▶ **短い課題 A**:
下にある『ストラテリウム』の歌詞についての本文から、「とても個人的な音楽。もういな」で始まり「た」「悲しい」と思っているだけなのでは?」までの部分を書き写してください。
▶ **短い課題 B**:
下にある『ストラテリウム』の歌詞についての本文によると、この曲はいつ投稿されましたか。
▶ **短い課題 C**:
下にある『ストラテリウム』の歌詞についての文章を、最後の文の後から書き継いでください。

ねこぼーろさん『ストラテリウム』の歌詞について

 正直、この曲について私があれこれと感想を言っていいのかどうか、まだ自信がもてません。この曲は、初音ミクさん10周年の翌日、まだ私を含めたミクさんファンがお祭り気分でいる頃ひっそりと投稿されました。私はそのままこの曲の動画を再生し、そこで静かな衝撃を受けることになります。
 とても個人的な音楽。もういなくなってしまった「あの人」への感情。私はこの曲が好きです。歌詞が特に好きです。でもそれを言ってしまっていいのかどうか。この曲はおそらくは作者本人の個人的な思いによって作られています。それを私が分かった気になっていいのだろうか? 私は他人の悲しみを、エンタメとして消費して「感動した」「悲しい」と思っているだけなのでは? 
 これらの疑問は、今でもあります。しかし『ストラテリウム』の歌詞について語りたいという欲求は歳月を増すたびに大きくなり、結局今私はnoteを書いています。

▶ **データ行**:

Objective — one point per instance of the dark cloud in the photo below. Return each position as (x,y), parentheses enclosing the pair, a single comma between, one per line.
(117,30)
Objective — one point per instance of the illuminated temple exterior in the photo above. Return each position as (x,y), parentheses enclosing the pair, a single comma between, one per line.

▶ **記述の解答 A**:
とても個人的な音楽。もういなくなってしまった「あの人」への感情。私はこの曲が好きです。歌詞が特に好きです。でもそれを言ってしまっていいのかどうか。この曲はおそらくは作者本人の個人的な思いによって作られています。それを私が分かった気になっていいのだろうか? 私は他人の悲しみを、エンタメとして消費して「感動した」「悲しい」と思っているだけなのでは?

▶ **記述の解答 B**:
初音ミクさん10周年の翌日に投稿されました。

▶ **記述の解答 C**:
 前置きが長くなりましたが、『ストラテリウム』の歌詞について語っていこうと思います。

『気が付いたらさ 君はなんでさ 雲の上で泣いてるの ねえ』

いきなり一番のサビ前までとばしましたが、この歌詞によって君が亡くなったということをあらわしつつ、君がいま悲しい、孤独な気持ちでいるであろうこと、そして主人公が後悔していることが伝わってきます。

『破裂した感情が心臓を引き裂いて粉々になっちゃって
くらくら眩んだ目も泣いちゃって 光忘れてしまう』

サビです。どことなくn-bunaさんのメリューを彷彿をさせる歌詞ですが、共通しているのはどちらの曲もレクイエムだということです。

『ふわふわ 泳いでった そらのさかなと君 らんたった きらきら 踊っていた 陽だまりの中で らんたった』

そらのさかなとはあの人の曲のことですが、『ふわふわ 泳いでった そらのさかなと君 らんたった』という歌詞で再び君が亡くなったことを強調しつつ、そらのさかながいるから君は孤独じゃないよね、そうあってほしいという祈りを感じます。続く『きらきら 踊っていた 陽だまりの中で らんたった』という歌詞からは、一番のサビ前とは違い、穏やかな眠りを連想させます。よく全ての物語は祈りである、などと言いますが少なくともこの曲からは(この言葉を使うのが正解かは分かりませんが)美しい祈りを感じます。

『ふざけんな みたいな言葉すら 出ないような恋だった 不確かすぎたそれは恋だった』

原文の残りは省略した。